> _TEXT PASSAGE_
□ □ □ □ □ □ □
Saturday, March 22, 2014

Bash Redirection and Piping Shortcuts

Redirecting both stdout and stderr

In order to redirect both standard output and standard error to a file, you would traditionally do this:

my_command > file 2>&1
A shorter way to write the same thing is by using &> (or >&) as shown below:
my_command &> file

Similarly, to append both standard output and standard error to a file, use &>>:

my_command &>> file
Piping both stdout and stderr

To pipe both standard output and standard error, you would traditionally do this:

my_command 2>&1 | another_command

A shorter way is to use |& as shown below:

my_command |& another_command

Other posts you might like:
Shell Scripting - Best Practices
All posts with label: bash

Saturday, March 08, 2014

Use sqsh, not isql!
□ □ □ □ □ □ □
> _Some entries_
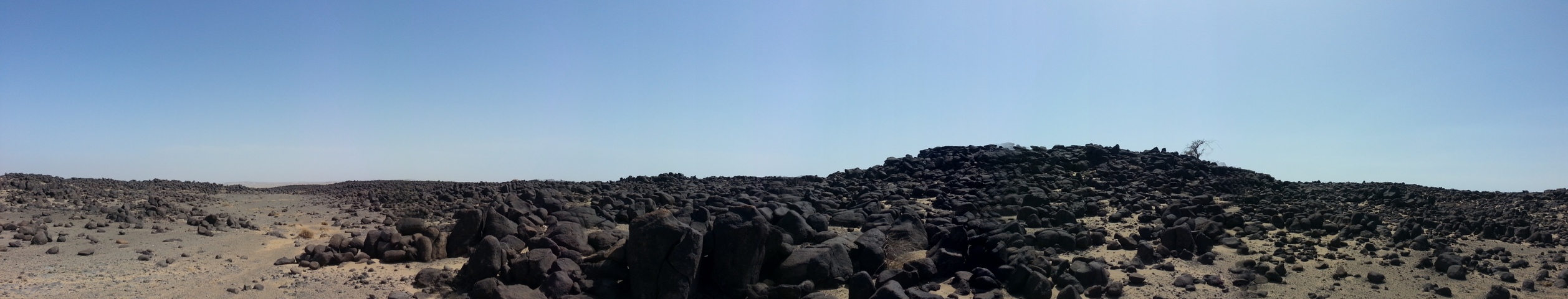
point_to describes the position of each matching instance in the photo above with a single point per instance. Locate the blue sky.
(1454, 95)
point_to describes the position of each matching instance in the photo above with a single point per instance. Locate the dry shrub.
(306, 234)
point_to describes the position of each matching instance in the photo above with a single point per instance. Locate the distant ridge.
(275, 184)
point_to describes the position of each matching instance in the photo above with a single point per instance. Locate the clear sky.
(1454, 95)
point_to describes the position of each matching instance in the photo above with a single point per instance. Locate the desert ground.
(967, 223)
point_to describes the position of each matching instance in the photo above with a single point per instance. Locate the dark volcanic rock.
(664, 255)
(737, 254)
(487, 260)
(825, 265)
(570, 235)
(466, 232)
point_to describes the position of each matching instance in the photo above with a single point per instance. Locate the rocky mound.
(979, 221)
(967, 221)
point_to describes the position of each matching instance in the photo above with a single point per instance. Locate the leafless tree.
(1197, 148)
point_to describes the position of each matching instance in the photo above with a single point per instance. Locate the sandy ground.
(203, 267)
(209, 267)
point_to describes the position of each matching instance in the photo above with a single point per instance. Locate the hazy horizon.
(1451, 95)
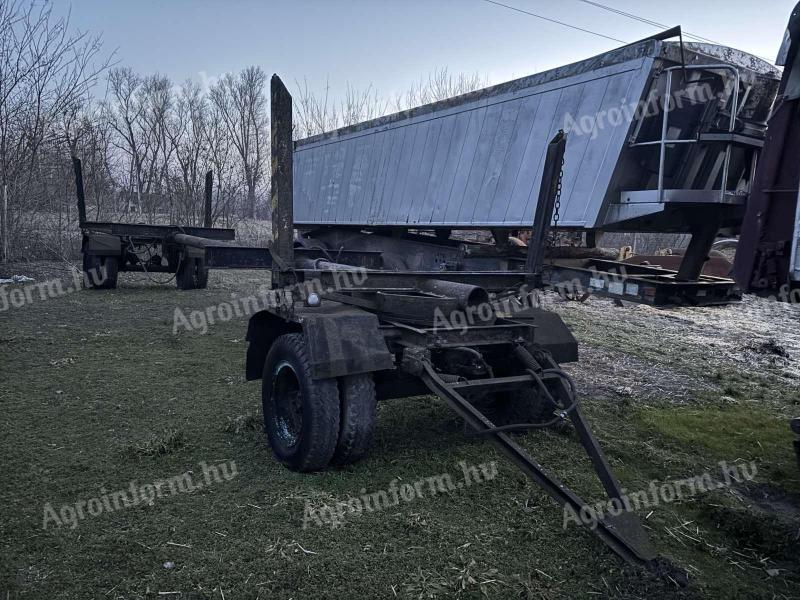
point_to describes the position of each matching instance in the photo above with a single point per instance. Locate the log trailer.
(109, 248)
(338, 338)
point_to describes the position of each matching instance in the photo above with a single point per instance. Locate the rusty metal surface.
(767, 254)
(476, 160)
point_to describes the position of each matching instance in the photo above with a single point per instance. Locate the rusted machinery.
(110, 248)
(768, 253)
(338, 339)
(664, 137)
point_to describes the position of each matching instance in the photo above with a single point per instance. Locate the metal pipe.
(662, 157)
(209, 190)
(466, 295)
(731, 124)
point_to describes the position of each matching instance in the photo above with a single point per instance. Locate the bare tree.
(45, 71)
(316, 115)
(439, 85)
(241, 101)
(188, 135)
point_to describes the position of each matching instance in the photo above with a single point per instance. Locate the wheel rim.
(287, 398)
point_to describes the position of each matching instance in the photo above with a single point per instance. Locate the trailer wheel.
(100, 272)
(357, 418)
(301, 414)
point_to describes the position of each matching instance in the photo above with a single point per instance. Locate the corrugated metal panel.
(476, 163)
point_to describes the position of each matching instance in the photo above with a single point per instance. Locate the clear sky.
(392, 43)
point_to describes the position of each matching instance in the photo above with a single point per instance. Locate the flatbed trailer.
(338, 338)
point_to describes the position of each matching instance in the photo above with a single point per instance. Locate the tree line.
(145, 140)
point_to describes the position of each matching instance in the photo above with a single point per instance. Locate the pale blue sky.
(391, 43)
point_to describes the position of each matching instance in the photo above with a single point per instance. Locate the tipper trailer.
(338, 338)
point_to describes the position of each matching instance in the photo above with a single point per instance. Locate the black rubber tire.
(314, 444)
(186, 277)
(358, 412)
(100, 272)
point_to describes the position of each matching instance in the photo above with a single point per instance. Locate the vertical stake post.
(281, 181)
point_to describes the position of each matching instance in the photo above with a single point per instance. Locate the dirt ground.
(99, 392)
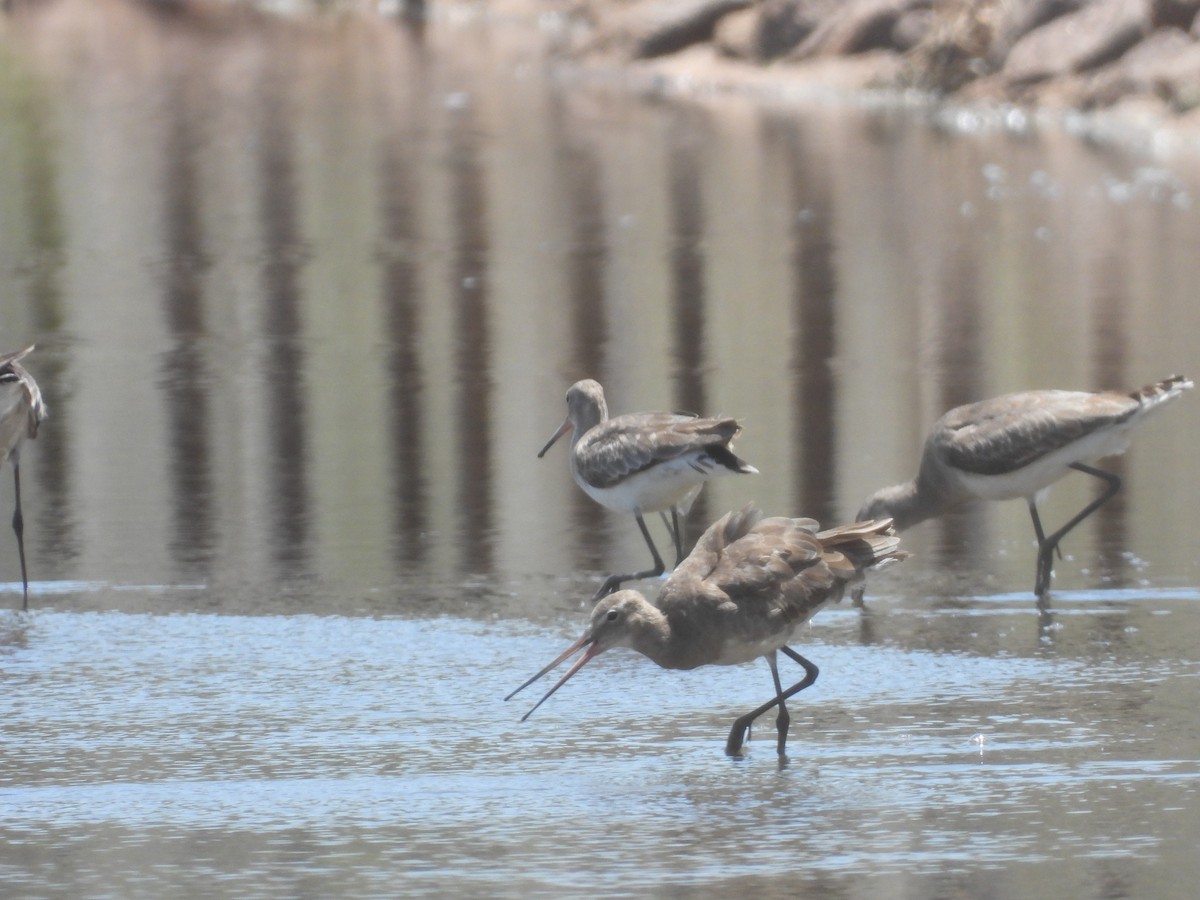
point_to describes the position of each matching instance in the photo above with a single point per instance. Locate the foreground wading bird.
(645, 462)
(744, 592)
(1018, 445)
(21, 412)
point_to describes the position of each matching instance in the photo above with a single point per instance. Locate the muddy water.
(307, 297)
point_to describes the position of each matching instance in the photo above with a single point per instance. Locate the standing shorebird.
(1018, 445)
(21, 412)
(744, 592)
(645, 462)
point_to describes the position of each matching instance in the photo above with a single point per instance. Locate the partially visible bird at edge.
(745, 591)
(645, 462)
(21, 412)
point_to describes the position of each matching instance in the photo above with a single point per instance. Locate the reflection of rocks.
(1090, 53)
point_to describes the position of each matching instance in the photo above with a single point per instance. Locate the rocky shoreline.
(1134, 55)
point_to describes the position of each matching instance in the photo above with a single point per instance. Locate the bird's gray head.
(586, 405)
(616, 619)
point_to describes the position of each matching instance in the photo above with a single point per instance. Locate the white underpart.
(659, 487)
(1045, 471)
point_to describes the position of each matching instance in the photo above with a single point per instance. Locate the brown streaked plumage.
(744, 592)
(1018, 445)
(21, 412)
(645, 462)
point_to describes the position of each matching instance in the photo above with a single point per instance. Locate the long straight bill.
(592, 653)
(562, 430)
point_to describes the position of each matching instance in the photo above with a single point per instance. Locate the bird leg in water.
(18, 526)
(1047, 546)
(742, 725)
(615, 581)
(672, 526)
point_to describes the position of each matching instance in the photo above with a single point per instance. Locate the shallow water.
(307, 297)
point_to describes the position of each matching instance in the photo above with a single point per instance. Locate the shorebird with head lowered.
(745, 591)
(1018, 445)
(645, 462)
(21, 412)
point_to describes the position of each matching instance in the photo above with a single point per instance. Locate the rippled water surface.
(306, 298)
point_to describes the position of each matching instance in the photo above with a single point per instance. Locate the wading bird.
(1018, 445)
(645, 462)
(744, 592)
(21, 412)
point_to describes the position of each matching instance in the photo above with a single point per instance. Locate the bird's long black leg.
(738, 732)
(677, 533)
(1045, 553)
(783, 720)
(1048, 545)
(615, 581)
(18, 526)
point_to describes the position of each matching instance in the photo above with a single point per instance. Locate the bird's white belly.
(1045, 471)
(658, 487)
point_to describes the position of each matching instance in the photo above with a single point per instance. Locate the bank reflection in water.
(379, 268)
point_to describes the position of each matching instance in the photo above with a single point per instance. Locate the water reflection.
(285, 255)
(471, 288)
(401, 199)
(783, 268)
(185, 373)
(309, 297)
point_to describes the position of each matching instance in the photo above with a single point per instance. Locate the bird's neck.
(586, 419)
(653, 637)
(907, 504)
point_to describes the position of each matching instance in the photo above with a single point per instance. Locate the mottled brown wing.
(628, 444)
(1009, 432)
(771, 565)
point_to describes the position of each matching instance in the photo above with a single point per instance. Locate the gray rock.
(1077, 42)
(857, 27)
(1165, 65)
(660, 27)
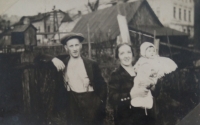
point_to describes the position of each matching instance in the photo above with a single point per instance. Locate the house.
(46, 23)
(18, 37)
(176, 14)
(102, 26)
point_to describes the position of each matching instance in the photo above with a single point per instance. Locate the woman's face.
(125, 55)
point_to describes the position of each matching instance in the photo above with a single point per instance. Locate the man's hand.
(139, 92)
(58, 64)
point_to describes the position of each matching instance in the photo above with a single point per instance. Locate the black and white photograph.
(99, 62)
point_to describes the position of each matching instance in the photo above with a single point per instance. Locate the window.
(180, 13)
(174, 12)
(189, 16)
(185, 15)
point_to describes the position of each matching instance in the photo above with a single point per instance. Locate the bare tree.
(93, 5)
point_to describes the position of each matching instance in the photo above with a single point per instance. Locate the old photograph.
(99, 62)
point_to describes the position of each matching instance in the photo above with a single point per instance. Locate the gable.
(145, 17)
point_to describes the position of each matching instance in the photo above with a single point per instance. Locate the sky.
(33, 7)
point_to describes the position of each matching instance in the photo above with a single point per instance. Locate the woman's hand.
(58, 64)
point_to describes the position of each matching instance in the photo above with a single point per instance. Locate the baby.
(149, 68)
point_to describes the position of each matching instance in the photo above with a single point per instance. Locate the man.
(83, 79)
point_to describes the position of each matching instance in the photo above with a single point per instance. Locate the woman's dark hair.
(117, 49)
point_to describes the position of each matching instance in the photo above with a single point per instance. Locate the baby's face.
(150, 52)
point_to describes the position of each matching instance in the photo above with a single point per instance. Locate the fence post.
(89, 44)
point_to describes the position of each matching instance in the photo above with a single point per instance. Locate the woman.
(120, 86)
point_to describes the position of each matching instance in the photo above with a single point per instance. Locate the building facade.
(176, 14)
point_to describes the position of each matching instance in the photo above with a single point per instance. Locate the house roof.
(105, 20)
(22, 28)
(18, 28)
(41, 16)
(67, 18)
(160, 31)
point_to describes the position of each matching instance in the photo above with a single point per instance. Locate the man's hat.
(72, 35)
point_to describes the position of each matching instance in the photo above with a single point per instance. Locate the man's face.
(73, 46)
(150, 52)
(125, 55)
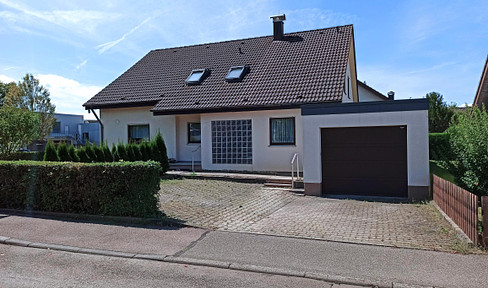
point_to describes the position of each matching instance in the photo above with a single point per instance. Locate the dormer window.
(196, 76)
(236, 73)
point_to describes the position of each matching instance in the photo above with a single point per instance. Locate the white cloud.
(104, 47)
(6, 79)
(68, 95)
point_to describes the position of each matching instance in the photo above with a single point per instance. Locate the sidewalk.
(330, 261)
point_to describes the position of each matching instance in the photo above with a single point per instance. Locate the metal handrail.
(193, 157)
(293, 160)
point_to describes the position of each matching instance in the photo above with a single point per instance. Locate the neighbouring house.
(482, 92)
(71, 129)
(256, 104)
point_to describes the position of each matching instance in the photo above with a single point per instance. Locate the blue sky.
(76, 48)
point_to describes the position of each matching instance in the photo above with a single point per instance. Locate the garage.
(365, 161)
(368, 149)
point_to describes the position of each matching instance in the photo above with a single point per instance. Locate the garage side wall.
(417, 144)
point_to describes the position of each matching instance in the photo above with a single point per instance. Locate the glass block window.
(137, 133)
(282, 131)
(194, 133)
(232, 142)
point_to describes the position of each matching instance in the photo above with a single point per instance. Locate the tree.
(30, 95)
(18, 128)
(440, 113)
(469, 141)
(50, 154)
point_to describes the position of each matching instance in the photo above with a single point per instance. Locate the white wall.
(417, 140)
(184, 151)
(366, 95)
(266, 157)
(115, 124)
(347, 97)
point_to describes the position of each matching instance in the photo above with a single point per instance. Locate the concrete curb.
(211, 263)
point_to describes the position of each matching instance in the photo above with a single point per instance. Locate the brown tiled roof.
(482, 92)
(372, 90)
(308, 67)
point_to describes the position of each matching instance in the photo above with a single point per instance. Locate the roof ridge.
(249, 38)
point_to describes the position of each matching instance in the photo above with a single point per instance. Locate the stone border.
(337, 279)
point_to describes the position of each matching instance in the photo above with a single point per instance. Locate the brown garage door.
(366, 161)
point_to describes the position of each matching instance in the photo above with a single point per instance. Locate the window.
(236, 73)
(282, 131)
(57, 127)
(138, 133)
(194, 133)
(232, 142)
(196, 76)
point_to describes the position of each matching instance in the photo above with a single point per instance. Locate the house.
(257, 104)
(71, 129)
(482, 92)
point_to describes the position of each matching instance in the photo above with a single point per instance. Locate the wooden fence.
(460, 205)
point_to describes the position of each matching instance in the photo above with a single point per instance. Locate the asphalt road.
(31, 267)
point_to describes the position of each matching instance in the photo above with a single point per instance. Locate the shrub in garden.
(99, 153)
(114, 153)
(130, 152)
(107, 154)
(117, 189)
(440, 147)
(81, 153)
(50, 154)
(122, 152)
(161, 153)
(63, 153)
(469, 141)
(72, 154)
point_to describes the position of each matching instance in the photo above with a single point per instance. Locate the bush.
(99, 153)
(50, 154)
(117, 189)
(81, 153)
(72, 154)
(107, 154)
(440, 147)
(122, 152)
(469, 141)
(160, 152)
(33, 156)
(63, 153)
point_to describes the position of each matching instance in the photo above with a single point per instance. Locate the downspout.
(101, 125)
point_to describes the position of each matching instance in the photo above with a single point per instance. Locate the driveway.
(253, 208)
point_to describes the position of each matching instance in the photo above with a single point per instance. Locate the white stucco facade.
(116, 123)
(266, 157)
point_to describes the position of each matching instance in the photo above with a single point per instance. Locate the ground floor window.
(232, 142)
(282, 131)
(194, 133)
(138, 133)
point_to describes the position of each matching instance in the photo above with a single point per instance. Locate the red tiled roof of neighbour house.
(482, 92)
(307, 67)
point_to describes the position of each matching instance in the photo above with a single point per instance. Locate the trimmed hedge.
(116, 189)
(32, 156)
(440, 147)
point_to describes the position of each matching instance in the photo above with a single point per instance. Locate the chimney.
(391, 95)
(278, 26)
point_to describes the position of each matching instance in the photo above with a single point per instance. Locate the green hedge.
(440, 147)
(116, 189)
(34, 156)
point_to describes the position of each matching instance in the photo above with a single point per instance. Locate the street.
(30, 267)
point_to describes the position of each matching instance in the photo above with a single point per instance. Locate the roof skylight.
(236, 73)
(196, 76)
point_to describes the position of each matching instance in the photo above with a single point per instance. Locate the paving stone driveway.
(244, 207)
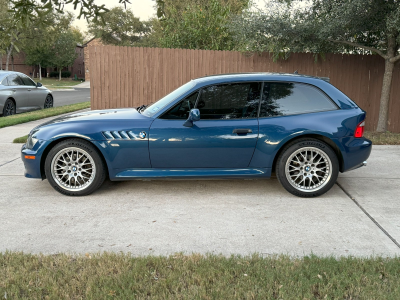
□ □ □ □ □ □ □
> _EXERCISE A_
From the bash redirection post, duplicate the part that opens with the words containing "my_command 2>&1 |" and closes with "sqsh, not isql!".
> _EXERCISE B_
Decide whether each statement agrees with the bash redirection post, answering yes or no and quoting the words of the post that settle it: (i) The &>> operator appends both standard output and standard error to a file. (ii) Using |& is a shorter way to pipe both standard output and standard error. (iii) The form >& cannot be used in place of &>.
The entries were gathered from a separate source.

> _CORRECT OUTPUT A_
my_command 2>&1 | another_command

A shorter way is to use |& as shown below:

my_command |& another_command

Other posts you might like:
Shell Scripting - Best Practices
All posts with label: bash

Saturday, March 08, 2014

Use sqsh, not isql!

> _CORRECT OUTPUT B_
(i) Yes: "to append both standard output and standard error to a file, use &>>"
(ii) Yes: "A shorter way is to use |& as shown below"
(iii) No: "A shorter way to write the same thing is by using &> (or >&)"